== OBJECTIVE ==
Print every one of the rows below word for word, with no changes.

== GIVEN INFORMATION ==
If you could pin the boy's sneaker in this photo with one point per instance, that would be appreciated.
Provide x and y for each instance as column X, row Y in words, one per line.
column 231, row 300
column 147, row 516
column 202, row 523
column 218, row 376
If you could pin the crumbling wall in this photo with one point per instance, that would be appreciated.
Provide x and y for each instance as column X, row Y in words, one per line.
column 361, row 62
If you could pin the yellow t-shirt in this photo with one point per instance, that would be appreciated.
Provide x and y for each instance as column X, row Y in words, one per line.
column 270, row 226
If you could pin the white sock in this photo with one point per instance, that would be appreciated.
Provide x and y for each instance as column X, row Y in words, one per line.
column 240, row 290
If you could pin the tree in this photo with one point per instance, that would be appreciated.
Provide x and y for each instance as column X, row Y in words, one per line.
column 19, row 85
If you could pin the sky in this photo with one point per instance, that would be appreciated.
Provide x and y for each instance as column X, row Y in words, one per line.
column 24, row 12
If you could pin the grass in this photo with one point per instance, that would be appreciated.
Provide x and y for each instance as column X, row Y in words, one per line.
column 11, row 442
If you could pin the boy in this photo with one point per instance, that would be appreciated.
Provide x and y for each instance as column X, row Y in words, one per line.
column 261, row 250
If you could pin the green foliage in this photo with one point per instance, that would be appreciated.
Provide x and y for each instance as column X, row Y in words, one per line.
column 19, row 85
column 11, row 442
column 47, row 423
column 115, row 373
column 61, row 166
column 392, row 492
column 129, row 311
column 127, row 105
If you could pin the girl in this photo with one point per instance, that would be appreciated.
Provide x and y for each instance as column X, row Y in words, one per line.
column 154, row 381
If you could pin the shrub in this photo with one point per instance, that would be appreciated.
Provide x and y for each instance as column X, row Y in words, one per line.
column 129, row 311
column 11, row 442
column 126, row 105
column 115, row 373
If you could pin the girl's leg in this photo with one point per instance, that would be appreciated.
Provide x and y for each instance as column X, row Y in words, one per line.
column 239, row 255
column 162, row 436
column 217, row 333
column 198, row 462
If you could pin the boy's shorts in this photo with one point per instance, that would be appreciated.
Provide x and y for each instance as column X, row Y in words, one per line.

== FINAL RESULT ==
If you could pin the boy's sneaker in this photo with one point per instance, that would be appreciated.
Provide x and y for each instance as column X, row Y in words, one per line.
column 231, row 300
column 147, row 516
column 202, row 523
column 218, row 376
If you could pin the crumbling wall in this photo with one point per instance, that would be appreciated.
Provide x and y for each instance as column X, row Y in words, one per line.
column 361, row 62
If you could pin the yellow t-shirt in this photo with one point per instance, that would be appreciated.
Provide x and y for each instance as column X, row Y in words, one per line.
column 270, row 226
If you could pin the white sock in this photo with one point per instance, that would be appreciated.
Provide x and y for each instance as column X, row Y in words, one per line.
column 240, row 290
If you could pin the tree in this photo with one point per instance, that would be appreciated.
Provide x and y for each instance as column X, row Y in words, one per line.
column 19, row 85
If you could pin the sky in this photo with one point per instance, that would be appreciated.
Provide x and y for each instance as column X, row Y in words, one per line.
column 24, row 12
If you could pin the grass in this photo with one point per instance, that would be appreciated.
Provide x and y for each instance as column X, row Y in words, one per line.
column 11, row 442
If you could pin the boy in this photo with one point per instance, that would be appreciated.
Provide x and y for each instance as column X, row Y in words, one per line.
column 261, row 250
If you could pin the green foliage in this photo with one point per instance, that would be appreciated.
Provide x and y for each instance as column X, row Y in words, one per line.
column 19, row 85
column 11, row 442
column 47, row 423
column 115, row 373
column 61, row 166
column 392, row 492
column 129, row 311
column 127, row 105
If you could pin the girl in this photo with one point per instance, that would be appreciated.
Provide x and y for each instance as column X, row Y in words, one per line.
column 154, row 381
If you could pin the shrub in this photo with one point per instance, that would be appreciated.
Provide x and y for each instance as column X, row Y in words, one per line.
column 129, row 311
column 11, row 442
column 126, row 105
column 115, row 373
If you could pin the girl's leg in this photo with one point per instance, that would be appreciated.
Provide x and y for each instance as column X, row Y in words, one per line.
column 239, row 255
column 162, row 436
column 217, row 333
column 198, row 462
If you could pin the boy's shorts in this photo with one point per instance, that would be appreciated.
Provide x and y for each instance as column X, row Y in words, one per line.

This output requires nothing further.